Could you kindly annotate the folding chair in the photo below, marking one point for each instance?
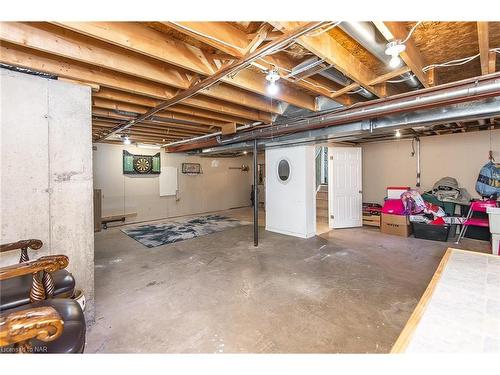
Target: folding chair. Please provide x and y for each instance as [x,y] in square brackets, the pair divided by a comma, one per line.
[476,206]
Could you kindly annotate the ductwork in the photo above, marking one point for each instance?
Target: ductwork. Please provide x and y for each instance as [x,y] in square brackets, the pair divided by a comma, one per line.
[464,91]
[471,111]
[315,65]
[366,34]
[429,98]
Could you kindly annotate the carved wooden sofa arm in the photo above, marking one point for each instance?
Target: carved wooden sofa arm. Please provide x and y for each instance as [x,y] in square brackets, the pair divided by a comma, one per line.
[23,245]
[19,327]
[41,269]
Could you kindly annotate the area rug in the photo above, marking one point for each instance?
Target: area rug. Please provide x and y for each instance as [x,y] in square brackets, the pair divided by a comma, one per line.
[152,235]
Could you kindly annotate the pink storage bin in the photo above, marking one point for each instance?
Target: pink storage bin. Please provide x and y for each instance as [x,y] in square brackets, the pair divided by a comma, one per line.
[393,207]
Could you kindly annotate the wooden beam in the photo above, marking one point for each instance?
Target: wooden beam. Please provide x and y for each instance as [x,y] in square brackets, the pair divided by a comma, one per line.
[227,71]
[124,97]
[492,62]
[246,79]
[108,115]
[228,39]
[432,77]
[69,45]
[234,42]
[229,128]
[328,49]
[411,56]
[145,40]
[20,56]
[154,128]
[128,107]
[484,46]
[148,42]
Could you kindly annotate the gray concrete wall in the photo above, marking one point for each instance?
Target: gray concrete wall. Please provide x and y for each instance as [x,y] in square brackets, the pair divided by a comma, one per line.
[46,171]
[217,188]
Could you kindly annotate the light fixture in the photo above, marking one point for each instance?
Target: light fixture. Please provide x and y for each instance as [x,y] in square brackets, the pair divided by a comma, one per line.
[148,146]
[126,140]
[393,49]
[272,76]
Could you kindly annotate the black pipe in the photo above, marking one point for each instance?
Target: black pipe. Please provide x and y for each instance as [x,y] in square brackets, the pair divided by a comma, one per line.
[255,197]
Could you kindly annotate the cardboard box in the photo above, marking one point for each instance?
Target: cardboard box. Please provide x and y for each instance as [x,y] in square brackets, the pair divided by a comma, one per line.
[397,225]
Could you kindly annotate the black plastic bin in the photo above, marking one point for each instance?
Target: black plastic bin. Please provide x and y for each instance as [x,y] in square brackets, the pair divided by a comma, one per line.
[431,231]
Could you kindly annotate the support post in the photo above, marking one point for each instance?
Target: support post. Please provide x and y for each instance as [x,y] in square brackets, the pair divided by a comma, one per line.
[255,196]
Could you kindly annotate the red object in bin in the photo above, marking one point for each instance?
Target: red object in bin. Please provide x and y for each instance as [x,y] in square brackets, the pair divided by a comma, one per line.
[393,207]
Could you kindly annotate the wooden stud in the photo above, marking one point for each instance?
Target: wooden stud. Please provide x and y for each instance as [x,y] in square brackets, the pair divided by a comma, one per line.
[484,46]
* * *
Copy the listing from the line containing "Could you kindly annotate the wooden stud" through its last line, changing "wooden stud" to "timber stud" and keeping everything else the same.

Could you kindly annotate the timber stud in the photo above, marking one point for each instance?
Target: timber stud. Please provide x and y for each instance as [x,y] in square brackets, the pair divided by a comma, one per line.
[484,46]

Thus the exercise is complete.